Text passage below:

Miliary Dermatitis in Cats

By Malcolm Weir, DVM, MSc, MPH; Tammy Hunter, DVM; Ernest Ward, DVM

What is feline miliary dermatitis?

Feline miliary dermatitis is a term used to describe a skin condition in cats that most commonly results from an allergic reaction. The term 'miliary' is derived from the word milium, which is Latin for 'millet', as the small, crusted lesions of miliary dermatitis resemble millet seeds. Frequently, these lesions can be felt rather than seen.

What are the clinical signs of miliary dermatitis?

An affected cat will have a very itchy rash and may lick, bite, and scratch at the affected skin. In some cases, simply touching the affected skin causes the cat to scratch, lick, or twitch. The rash quickly progresses to small lesions with scabs on them; these may be the result of self-trauma or the allergic reaction itself. The most commonly affected areas include the lower spine, around the base of the tail, face, ears, neck, flanks, and belly. The hair coat often becomes thin in affected areas.

In severe cases, the rash becomes infected, which is seen as pustules or pimple-like lesions. Affected cats spend a lot of time grooming and scratching the affected areas.

What causes miliary dermatitis?

End of Text passage.

- [Your instructions]: In the text on miliary dermatitis in cats, rename "rash" to "skin eruption" and write out again the part that opens with the words containing "An affected cat" and closes with "causes miliary dermatitis?". The material after this point has no connection to the text on miliary dermatitis in cats.

Provided data below:

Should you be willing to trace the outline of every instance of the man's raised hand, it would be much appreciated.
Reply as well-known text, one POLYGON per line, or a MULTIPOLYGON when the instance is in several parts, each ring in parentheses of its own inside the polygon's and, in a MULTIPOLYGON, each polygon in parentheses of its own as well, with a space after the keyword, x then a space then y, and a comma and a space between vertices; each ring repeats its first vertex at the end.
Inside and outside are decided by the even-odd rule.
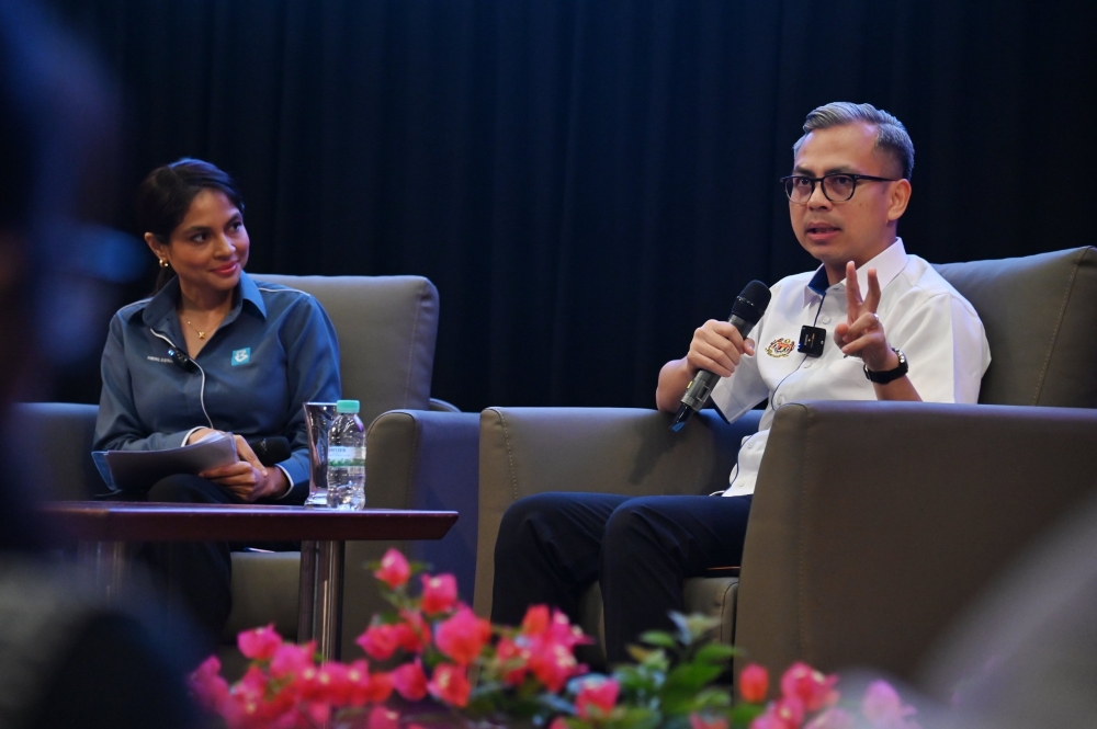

End of Provided data.

- [Solution to this exercise]:
An affected cat will have a very itchy skin eruption and may lick, bite, and scratch at the affected skin. In some cases, simply touching the affected skin causes the cat to scratch, lick, or twitch. The skin eruption quickly progresses to small lesions with scabs on them; these may be the result of self-trauma or the allergic reaction itself. The most commonly affected areas include the lower spine, around the base of the tail, face, ears, neck, flanks, and belly. The hair coat often becomes thin in affected areas.

In severe cases, the skin eruption becomes infected, which is seen as pustules or pimple-like lesions. Affected cats spend a lot of time grooming and scratching the affected areas.

What causes miliary dermatitis?